WHAT IS BEING ASKED: Each record must be retyped word for word.

(Referring expression data)
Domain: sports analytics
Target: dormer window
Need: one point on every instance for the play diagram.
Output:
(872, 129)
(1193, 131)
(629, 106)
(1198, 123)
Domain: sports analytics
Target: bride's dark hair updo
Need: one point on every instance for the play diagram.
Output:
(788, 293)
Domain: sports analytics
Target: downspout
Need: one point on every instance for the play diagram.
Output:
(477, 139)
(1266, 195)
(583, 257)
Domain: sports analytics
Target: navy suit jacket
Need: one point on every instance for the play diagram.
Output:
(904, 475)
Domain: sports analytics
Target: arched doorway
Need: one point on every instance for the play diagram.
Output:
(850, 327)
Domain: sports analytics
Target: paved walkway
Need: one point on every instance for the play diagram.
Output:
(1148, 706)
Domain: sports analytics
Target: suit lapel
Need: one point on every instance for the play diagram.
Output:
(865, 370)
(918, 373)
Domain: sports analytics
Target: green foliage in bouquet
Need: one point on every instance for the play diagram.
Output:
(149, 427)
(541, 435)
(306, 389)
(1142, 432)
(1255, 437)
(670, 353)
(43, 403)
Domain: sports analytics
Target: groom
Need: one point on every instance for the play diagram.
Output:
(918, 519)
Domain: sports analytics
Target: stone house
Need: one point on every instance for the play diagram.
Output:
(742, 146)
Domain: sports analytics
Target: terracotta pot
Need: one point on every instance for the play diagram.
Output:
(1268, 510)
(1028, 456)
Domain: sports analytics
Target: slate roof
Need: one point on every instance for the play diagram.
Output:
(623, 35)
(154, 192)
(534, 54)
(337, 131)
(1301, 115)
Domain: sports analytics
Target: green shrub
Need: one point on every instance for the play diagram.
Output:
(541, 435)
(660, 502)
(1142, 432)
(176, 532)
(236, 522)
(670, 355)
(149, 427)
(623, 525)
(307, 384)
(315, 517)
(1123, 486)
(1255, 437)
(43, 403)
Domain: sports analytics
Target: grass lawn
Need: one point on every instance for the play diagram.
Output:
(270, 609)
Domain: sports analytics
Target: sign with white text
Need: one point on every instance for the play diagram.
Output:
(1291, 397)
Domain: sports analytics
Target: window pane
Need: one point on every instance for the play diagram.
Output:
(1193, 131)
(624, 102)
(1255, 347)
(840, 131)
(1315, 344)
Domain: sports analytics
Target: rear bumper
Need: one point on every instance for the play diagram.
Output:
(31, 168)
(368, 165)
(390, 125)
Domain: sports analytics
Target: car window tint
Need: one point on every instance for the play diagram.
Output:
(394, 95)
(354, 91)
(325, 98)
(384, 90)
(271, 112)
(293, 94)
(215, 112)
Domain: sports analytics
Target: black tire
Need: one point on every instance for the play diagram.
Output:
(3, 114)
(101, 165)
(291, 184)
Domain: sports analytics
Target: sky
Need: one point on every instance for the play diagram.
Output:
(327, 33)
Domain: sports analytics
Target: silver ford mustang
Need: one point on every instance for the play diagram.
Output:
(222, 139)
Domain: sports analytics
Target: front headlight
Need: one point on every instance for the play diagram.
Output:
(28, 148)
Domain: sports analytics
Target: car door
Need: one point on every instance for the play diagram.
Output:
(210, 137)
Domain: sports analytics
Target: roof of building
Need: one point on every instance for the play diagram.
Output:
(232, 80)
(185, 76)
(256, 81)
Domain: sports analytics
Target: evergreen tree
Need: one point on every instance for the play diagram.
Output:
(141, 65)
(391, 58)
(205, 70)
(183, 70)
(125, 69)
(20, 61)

ANSWER TO THIS PROBLEM:
Domain: sports analytics
Target: dormer window
Need: one point on every instance for the play diagram.
Output:
(872, 129)
(1193, 131)
(629, 106)
(1198, 123)
Domain: sports analytics
Target: bride's dark hair updo
Need: one point on every instance for the play diagram.
Output:
(788, 293)
Domain: sports analytics
Target: downspout
Need: one point on every instance for the play diagram.
Output:
(477, 139)
(1266, 195)
(583, 257)
Domain: sports analytics
Target: navy suit jacket
Need: one point on every instance for the play diagram.
Output:
(904, 475)
Domain: sports analytics
Target: arched doorway
Need: one point on every instance for the play diagram.
Output:
(850, 327)
Domain: sports analytics
Target: paved walkway
Need: one point on every instance for the play diagram.
Output:
(1148, 706)
Domain: sports analytics
Target: suit lapel
Need: one point on every instance for the play diagram.
Output:
(865, 370)
(918, 373)
Domain: sports analytics
Target: green foliage in bouquet
Need: one point on every instance for the play diagram.
Output:
(149, 427)
(541, 435)
(306, 389)
(1142, 432)
(1255, 437)
(670, 353)
(43, 403)
Domain: sports analytics
Target: groom
Need: one point on every instance for the play diagram.
Output:
(918, 519)
Domain: sports analytics
Target: stone house
Need: one point on every instance for the play diagram.
Output:
(742, 146)
Domain: sports analytics
Target: terracotta pot
Need: one point on every instance for the play diagram.
Output:
(1268, 510)
(1028, 456)
Domain: sports analytics
Target: slate roof
Need: one point on every instance for the play diagram.
Output:
(623, 35)
(154, 192)
(534, 54)
(337, 131)
(1301, 115)
Domain: sports analytics
Target: green shrub
Need: one point on every instance for the play diagram.
Output:
(541, 435)
(660, 502)
(1142, 432)
(176, 532)
(236, 522)
(670, 355)
(149, 427)
(623, 525)
(307, 384)
(315, 517)
(1123, 486)
(1255, 437)
(43, 403)
Domain: sports analytics
Target: grass lawn
Need: one point on every instance for the play diagram.
Output:
(270, 609)
Domain: sports analytics
Target: sign with white text
Need: one point on every instance for the play diagram.
Output:
(1291, 397)
Domain: sports analytics
Target: window pane
Need: one point on every instance for the play diagram.
Output:
(1193, 131)
(624, 102)
(1255, 347)
(840, 131)
(1315, 344)
Domain: sports analytics
Target: rear bumper
Need: one point on every instance for the play diagram.
Output:
(31, 168)
(368, 165)
(390, 125)
Domain: sports analytics
Target: car window tint
Need: one point on every instance for the play diagram.
Output:
(394, 95)
(354, 91)
(325, 98)
(384, 90)
(271, 112)
(293, 94)
(215, 112)
Domain: sports analytics
Target: black tire
Need: one point on every instance for the play diagram.
Output:
(3, 114)
(101, 165)
(291, 184)
Domain: sports analytics
Target: sky
Need: one point on every instance for the play diagram.
Output:
(327, 33)
Domain: sports analytics
Target: silver ford mustang
Need: one point on every instance for the play diagram.
Output:
(222, 139)
Domain: sports analytics
Target: front headlight
Need: one point on every instance for the play diagram.
Output:
(28, 148)
Domain: sports analytics
Target: car door
Need: one point on every instance for the play diagram.
Output:
(210, 137)
Domain: sports analytics
Target: roof of building
Need: one point on every instance for the play diagram.
Output:
(232, 80)
(185, 76)
(256, 81)
Domain: sports analytics
Target: evergreen tree
Need: one point on every instance for the play diagram.
Output:
(141, 65)
(391, 58)
(205, 70)
(183, 70)
(125, 69)
(20, 61)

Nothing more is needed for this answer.